Exercise
Reproduce the rows below word for word, starting at the first row and ending at the line that contains "[455,346,481,403]", with both included.

Records for processing
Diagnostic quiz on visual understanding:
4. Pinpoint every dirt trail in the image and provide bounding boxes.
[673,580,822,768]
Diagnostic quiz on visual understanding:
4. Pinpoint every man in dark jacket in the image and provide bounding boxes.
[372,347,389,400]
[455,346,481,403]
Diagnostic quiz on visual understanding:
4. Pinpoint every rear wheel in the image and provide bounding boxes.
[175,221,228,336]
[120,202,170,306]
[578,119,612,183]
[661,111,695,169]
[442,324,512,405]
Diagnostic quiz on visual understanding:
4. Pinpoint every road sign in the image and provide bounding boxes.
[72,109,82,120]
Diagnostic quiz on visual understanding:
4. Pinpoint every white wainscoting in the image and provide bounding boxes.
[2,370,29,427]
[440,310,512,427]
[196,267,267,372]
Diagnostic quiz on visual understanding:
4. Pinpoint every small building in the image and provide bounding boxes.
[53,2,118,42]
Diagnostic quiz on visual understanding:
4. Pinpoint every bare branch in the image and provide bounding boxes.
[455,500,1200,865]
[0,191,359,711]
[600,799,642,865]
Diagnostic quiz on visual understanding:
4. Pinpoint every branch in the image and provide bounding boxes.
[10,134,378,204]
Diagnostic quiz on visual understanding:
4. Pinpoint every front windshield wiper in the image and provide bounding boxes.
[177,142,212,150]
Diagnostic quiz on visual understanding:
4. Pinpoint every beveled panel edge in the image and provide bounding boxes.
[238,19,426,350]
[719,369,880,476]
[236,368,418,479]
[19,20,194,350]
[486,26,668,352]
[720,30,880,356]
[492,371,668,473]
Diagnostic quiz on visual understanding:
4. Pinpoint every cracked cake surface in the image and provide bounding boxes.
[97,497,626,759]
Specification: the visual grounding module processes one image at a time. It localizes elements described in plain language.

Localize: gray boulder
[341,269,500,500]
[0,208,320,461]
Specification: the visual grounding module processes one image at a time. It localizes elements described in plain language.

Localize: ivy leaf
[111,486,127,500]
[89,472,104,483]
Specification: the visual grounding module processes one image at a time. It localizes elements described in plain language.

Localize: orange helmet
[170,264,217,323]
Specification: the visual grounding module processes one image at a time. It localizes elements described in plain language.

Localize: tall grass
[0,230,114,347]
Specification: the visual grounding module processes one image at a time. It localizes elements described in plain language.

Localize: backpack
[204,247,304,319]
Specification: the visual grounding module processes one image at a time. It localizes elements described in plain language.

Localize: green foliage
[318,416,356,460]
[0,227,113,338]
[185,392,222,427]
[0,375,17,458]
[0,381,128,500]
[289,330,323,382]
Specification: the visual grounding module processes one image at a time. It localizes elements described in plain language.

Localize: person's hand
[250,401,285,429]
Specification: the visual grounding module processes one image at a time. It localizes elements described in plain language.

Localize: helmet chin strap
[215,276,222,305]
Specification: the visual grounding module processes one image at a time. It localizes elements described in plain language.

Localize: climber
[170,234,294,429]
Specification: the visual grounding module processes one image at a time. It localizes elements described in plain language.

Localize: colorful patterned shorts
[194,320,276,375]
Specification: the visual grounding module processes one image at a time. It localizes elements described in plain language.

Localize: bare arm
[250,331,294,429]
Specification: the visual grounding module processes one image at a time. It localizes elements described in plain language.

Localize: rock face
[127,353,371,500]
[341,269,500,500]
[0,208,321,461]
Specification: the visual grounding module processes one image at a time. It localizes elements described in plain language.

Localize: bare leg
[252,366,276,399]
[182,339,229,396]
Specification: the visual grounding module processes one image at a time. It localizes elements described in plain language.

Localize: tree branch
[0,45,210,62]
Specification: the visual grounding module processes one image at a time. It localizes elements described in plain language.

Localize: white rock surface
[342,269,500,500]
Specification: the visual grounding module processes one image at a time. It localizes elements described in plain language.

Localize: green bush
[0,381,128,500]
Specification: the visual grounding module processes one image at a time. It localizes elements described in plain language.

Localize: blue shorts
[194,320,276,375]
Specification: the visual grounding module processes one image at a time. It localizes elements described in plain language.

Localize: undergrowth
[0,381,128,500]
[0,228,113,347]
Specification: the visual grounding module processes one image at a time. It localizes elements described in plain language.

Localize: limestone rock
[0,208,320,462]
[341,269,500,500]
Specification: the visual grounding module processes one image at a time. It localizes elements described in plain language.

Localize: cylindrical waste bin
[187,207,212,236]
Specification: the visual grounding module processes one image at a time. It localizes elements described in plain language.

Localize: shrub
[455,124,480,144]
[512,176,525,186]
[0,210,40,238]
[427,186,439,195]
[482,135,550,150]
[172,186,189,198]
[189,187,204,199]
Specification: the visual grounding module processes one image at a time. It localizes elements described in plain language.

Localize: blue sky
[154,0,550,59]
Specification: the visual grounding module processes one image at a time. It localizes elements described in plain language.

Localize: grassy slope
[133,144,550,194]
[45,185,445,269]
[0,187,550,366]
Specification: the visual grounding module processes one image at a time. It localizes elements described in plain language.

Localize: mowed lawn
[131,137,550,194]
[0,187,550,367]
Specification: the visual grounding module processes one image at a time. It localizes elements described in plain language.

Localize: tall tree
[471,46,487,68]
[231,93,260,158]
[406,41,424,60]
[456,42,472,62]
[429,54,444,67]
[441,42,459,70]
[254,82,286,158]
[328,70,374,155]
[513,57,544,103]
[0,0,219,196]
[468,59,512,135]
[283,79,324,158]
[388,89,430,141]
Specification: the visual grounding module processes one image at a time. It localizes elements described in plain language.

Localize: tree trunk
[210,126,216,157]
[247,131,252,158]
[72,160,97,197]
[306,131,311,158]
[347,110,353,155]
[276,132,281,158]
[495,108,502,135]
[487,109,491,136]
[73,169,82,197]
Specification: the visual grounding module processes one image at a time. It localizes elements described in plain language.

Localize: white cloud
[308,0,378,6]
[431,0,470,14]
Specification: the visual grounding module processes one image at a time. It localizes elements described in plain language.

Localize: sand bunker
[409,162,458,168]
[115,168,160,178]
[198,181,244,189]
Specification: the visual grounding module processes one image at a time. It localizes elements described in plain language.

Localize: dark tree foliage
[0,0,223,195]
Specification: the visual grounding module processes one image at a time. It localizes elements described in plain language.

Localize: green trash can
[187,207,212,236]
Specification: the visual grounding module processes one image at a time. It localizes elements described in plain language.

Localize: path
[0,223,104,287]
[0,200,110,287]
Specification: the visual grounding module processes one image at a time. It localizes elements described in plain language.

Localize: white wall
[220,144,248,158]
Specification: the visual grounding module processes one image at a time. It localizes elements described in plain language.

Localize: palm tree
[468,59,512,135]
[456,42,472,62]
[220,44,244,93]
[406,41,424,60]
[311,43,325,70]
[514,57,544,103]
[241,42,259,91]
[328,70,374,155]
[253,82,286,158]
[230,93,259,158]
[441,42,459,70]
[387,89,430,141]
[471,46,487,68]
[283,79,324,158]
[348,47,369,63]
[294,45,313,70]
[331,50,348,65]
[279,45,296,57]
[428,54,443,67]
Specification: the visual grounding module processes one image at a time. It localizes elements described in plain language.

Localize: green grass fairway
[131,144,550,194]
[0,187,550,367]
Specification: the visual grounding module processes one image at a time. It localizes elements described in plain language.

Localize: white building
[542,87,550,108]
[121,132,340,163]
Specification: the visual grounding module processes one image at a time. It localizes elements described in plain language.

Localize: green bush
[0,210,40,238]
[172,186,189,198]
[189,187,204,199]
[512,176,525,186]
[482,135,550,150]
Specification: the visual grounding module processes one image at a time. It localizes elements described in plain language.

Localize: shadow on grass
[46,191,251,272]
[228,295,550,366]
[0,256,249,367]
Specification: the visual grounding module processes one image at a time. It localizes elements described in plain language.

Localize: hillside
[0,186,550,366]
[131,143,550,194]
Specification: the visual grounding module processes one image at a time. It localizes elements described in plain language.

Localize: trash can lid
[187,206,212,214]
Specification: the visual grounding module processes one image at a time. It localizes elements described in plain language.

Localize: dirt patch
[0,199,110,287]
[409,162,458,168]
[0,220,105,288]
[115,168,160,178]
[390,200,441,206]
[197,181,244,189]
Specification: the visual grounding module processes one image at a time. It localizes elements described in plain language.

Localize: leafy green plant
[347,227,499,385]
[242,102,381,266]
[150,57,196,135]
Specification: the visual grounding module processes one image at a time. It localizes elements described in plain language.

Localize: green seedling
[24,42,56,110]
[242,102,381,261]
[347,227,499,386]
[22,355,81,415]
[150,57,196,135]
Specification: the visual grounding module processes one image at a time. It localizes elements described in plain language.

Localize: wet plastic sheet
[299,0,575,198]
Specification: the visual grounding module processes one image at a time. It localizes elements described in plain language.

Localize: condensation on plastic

Exercise solution
Diagnostic quiz on visual understanding:
4. Pinpoint every dirt trail in the image and provide bounding boxes.
[673,580,822,768]
Diagnostic quiz on visual understanding:
4. Pinpoint every man in dark jacket in the image and provide bounding boxes.
[372,347,389,400]
[455,346,481,403]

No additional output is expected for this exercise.